> WHAT TO PRODUCE
What follows is a listing. Return every line of it exactly.

> Stored dataset items
⁂

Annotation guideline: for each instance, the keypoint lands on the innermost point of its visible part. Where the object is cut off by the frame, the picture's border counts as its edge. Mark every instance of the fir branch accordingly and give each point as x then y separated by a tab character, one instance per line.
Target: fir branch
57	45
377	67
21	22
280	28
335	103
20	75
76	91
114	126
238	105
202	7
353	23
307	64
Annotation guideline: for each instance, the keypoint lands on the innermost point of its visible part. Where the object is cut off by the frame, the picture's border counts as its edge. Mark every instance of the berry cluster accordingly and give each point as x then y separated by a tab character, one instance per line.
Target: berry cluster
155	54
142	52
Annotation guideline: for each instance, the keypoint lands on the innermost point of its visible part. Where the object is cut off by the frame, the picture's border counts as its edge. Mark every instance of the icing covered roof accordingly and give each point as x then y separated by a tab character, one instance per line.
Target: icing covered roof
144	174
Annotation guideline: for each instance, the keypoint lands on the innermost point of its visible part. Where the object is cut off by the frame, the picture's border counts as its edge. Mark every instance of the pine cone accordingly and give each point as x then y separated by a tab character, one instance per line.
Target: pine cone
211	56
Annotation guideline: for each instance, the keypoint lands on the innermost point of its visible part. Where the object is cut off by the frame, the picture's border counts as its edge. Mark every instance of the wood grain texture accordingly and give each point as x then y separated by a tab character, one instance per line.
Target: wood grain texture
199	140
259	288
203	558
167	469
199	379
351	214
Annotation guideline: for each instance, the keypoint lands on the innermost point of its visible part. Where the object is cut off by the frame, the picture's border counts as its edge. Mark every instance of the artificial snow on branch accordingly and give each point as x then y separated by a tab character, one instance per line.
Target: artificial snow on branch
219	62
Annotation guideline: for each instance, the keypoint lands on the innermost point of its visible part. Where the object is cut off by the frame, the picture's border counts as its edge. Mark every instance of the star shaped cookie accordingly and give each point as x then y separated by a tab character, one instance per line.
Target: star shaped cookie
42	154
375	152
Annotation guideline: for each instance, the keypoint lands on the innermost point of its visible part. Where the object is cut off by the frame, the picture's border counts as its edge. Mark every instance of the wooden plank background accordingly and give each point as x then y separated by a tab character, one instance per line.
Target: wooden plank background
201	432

⁂

> COMPLETE RESPONSE
Annotation guideline: for each instance, the keypoint lands on the innermost point of its visible part. Where the object is cut off by the frame, the picture's border counts as its edge. Mark every instance of the fir branch accordingly and give each point as x then y separated by a tab character, one instance per line.
Target: fir branch
57	45
377	67
21	22
280	28
335	103
20	75
76	91
114	126
238	105
202	7
353	23
307	64
Annotation guideline: for each instance, the keypoint lands on the innermost point of its visible part. Where the object is cut off by the frame, the picture's border counts as its edge. Mark every instance of the berry cluster accordingly and give each point as x then y separated by a tab character, one instance per line.
Target: berry cluster
155	54
142	52
Annotation guideline: for each instance, the keypoint lands on the innermost point of its visible part. Where the object is cut off by the frame, the picture's border counts as its edge. Mark every instance of the icing covered roof accordingly and give each point as x then y separated by a tab character, one instance per line.
Target: icing covered roof
144	174
Annotation guideline: for each instance, the keypoint lands on the innermost point of its visible part. Where the object is cut off by the frame, the picture's border counts as its edge. Mark every instance of the pine cone accordingly and give each point as x then y separated by a tab character, one instance per line.
Target: pine cone
211	56
Annotation guideline: for each instance, the keypoint lands on the innermost point of its visible part. Where the object is cut off by the frame, the picture's border counts as its edge. Mark every instance of the wood grain texture accordingly and give each point as x then y separated by a tab character, one instance per line.
Target: wood grain texture
199	140
259	288
203	558
167	469
199	379
351	214
Annotation guideline: for each instance, the keypoint lands on the innermost point of its visible part. Where the object is cut off by the frame, the picture's border counts as its edge. Mark every instance of the artificial snow on branch accordingly and give each point as x then y separated by a tab character, one instance per line.
Target: artificial snow on branch
219	62
Annotation guideline: for each instance, the keypoint lands on the innermost point of its visible part. Where the object is cut off by the frame, the picture's border counts as its edge. Mark every instance of the star shaped cookie accordingly and give each point as x then y separated by a tab character, one instance per line.
Target: star shaped cookie
42	154
375	152
Annotation guideline: for each instance, the keypoint lands on the innermost point of its visible part. Where the object is cut off by the frame, the picture's border counts as its edge. Mark every instance of the wooden plank background accordingly and give each point as x then y separated by a tab character, one instance per line.
Target: wooden plank background
201	432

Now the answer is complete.